**** Provided data ****

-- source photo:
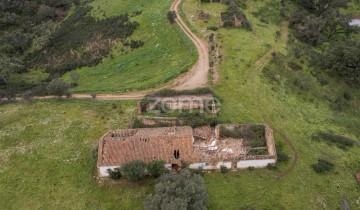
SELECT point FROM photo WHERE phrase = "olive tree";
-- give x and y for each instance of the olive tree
(178, 191)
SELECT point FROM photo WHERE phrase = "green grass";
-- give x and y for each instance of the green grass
(46, 156)
(166, 54)
(248, 97)
(46, 147)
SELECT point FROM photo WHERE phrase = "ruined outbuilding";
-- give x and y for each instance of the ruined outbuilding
(204, 147)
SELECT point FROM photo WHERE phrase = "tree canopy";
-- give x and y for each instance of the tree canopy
(184, 191)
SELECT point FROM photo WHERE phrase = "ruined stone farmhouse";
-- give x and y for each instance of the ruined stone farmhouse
(203, 147)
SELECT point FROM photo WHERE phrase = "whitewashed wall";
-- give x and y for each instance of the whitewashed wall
(103, 170)
(210, 167)
(254, 163)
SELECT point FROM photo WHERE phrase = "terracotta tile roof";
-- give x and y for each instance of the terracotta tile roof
(147, 144)
(204, 132)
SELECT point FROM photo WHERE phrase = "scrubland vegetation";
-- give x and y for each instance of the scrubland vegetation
(267, 75)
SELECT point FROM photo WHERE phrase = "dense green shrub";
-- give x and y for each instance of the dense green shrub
(224, 169)
(232, 13)
(171, 15)
(134, 44)
(134, 171)
(271, 167)
(57, 87)
(178, 191)
(323, 166)
(213, 28)
(156, 168)
(282, 157)
(115, 174)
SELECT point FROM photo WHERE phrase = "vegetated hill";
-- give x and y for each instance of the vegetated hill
(79, 40)
(23, 25)
(266, 75)
(167, 51)
(93, 39)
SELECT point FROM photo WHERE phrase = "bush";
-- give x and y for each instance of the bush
(271, 166)
(347, 96)
(178, 191)
(57, 88)
(171, 15)
(115, 174)
(283, 157)
(200, 171)
(223, 169)
(340, 141)
(212, 28)
(156, 168)
(28, 95)
(323, 166)
(134, 44)
(134, 171)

****

* Action item: Give back the full listing above word for word, and let no picture through.

* Answer space:
-- source photo:
SELECT point FROM photo WHERE phrase = "olive tree";
-- give x and y for each instance of the olive tree
(178, 191)
SELECT point FROM photo WHERE phrase = "green grass";
-- give x and y for each instance of the green grass
(46, 156)
(166, 54)
(248, 97)
(46, 147)
SELECT point FROM photo WHERE phrase = "ruined outbuilding";
-- give x and y for each instance of the ruined outbuilding
(204, 147)
SELECT point FROM photo WHERE phrase = "tree canopy";
-- give x and y for each instance of the tree canopy
(184, 191)
SELECT point FROM photo WHERE phrase = "ruined stone farmhouse";
-- give x and y for each instance of the ruined stone farmhouse
(203, 147)
SELECT point FROM photo WHERE phrase = "whitewashed wall";
-- give x and y for each instance of the whitewashed wall
(103, 170)
(210, 167)
(254, 163)
SELECT point FROM photo WHERE phrase = "terracotta tile roof";
-- give x and y for each instance of the terracotta tile roof
(147, 144)
(204, 132)
SELECT point FROM photo WHERE phrase = "scrubland vegetation";
-- give x and y for each instance of the scrubland vegetation
(267, 75)
SELECT point FROM photo WHERE phrase = "dense green shrub";
-- give x and y for each instance of the dense green shrub
(224, 169)
(232, 13)
(171, 15)
(134, 44)
(134, 171)
(271, 167)
(57, 87)
(178, 191)
(323, 166)
(213, 28)
(156, 168)
(282, 157)
(115, 174)
SELECT point FROM photo WHERE phrase = "vegetated hill";
-- give x and y for each instance of the vegetated hill
(79, 40)
(23, 25)
(266, 75)
(167, 51)
(93, 39)
SELECT point FROM photo WHERE phrase = "bush";
-- give x and y for each instance of the bush
(271, 166)
(347, 96)
(178, 191)
(57, 88)
(171, 15)
(115, 174)
(283, 157)
(200, 171)
(223, 169)
(340, 141)
(212, 28)
(156, 168)
(28, 95)
(323, 166)
(134, 44)
(134, 171)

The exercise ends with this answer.